## Start Article

Today we’d like to introduce you to Mo McFadden.
Mo, please share your story with us. How did you get to where you are today?
The first time I ever picked up a camera was something like six years ago; I was in my first year of college. A friend of mine asked me to help him film a sports documentary out in San Diego and, for whatever reason, I decided to give it a shot. I had absolutely no experience with any sort of camera, let alone a DSLR, so I remember being quite a mess the entire trip. I spent countless hours on Youtube studying tutorials trying to understand all of the camera settings.
At the beginning of the trip, all of my footage and photos were horrifically blown out and blurry. By the end, I had actually started to capture some great footage and I was stunned— I might actually have some sort of knack for the visual arts and so I decided to pursue it further.
I originally moved out to Los Angeles to pursue a career in acting. That being the case, and upon discovering this knack for camerawork, I made the decision to invest in a DSLR as a way to save on headshots while also giving me the opportunity to explore further. I started out by shooting headshots for my twin sister and then slowly made my way into filming demo reels and short clips. I only intended to save the two of us money but, within a month of teaching myself, I had numerous friends asking me to shoot headshots for them as well. In the span of about three to four months after that, I went from being just an amateur photographer to running a freelance photography business while also working for another photography studio.
My new found success within photography happened so quickly that it took a while before I could ground myself and figure out what kind of photographer I really wanted to be. Without a purpose other than making money, it became difficult to remain motivated. I reached a threshold where there just wasn’t a point any longer and so I quit everything: my job, my business, and photography in order to get back to my roots as an artist.
As an actress, I wanted to tell stories that would change the world— strong female and LGBTQ narratives that weren’t being told. Remembering that piece of information, I knew my challenge would then be to find a way to tell those same stories but through a lens. Merging my love for acting which requires action, my desire to tell underserved stories, and my drive to capture it all on camera, I then knew my true calling was as a director/cinematographer.
Being a filmmaker is my everything. I’m so grateful that the universe sent me out to San Diego years ago to show me my true calling.
We’re always bombarded by how great it is to pursue your passion, etc – but we’ve spoken with enough people to know that it’s not always easy. Overall, would you say things have been easy for you?
My journey has been anything but a smooth road. I’ve failed so many times and fallen flat on my face in the worst ways possible but, in all honesty, those mistakes/failures have been the things that I cherish the most; when you love what you do, your need to get better will outweigh your fear of failure every time.

## End Article
## Start Given entries

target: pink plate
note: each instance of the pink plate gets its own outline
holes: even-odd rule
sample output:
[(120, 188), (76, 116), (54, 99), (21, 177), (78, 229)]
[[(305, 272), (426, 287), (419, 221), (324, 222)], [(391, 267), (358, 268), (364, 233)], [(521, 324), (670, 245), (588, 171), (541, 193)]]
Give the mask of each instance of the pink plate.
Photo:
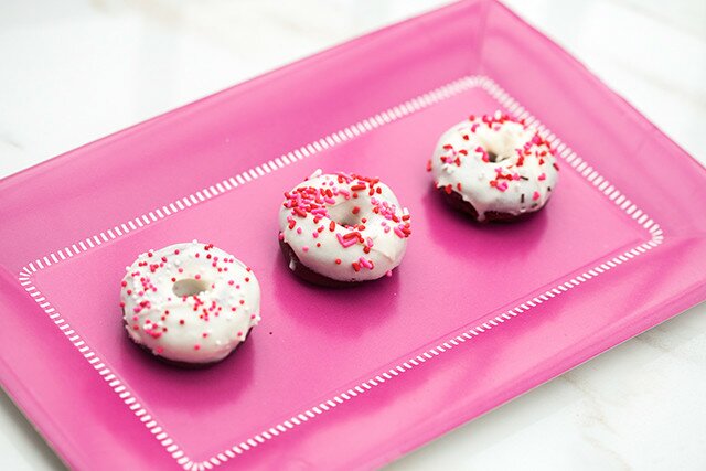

## End Given entries

**Given request:** According to the interview with Mo McFadden, what did McFadden hope to save money on by buying a DSLR?

**Full solution:** Headshots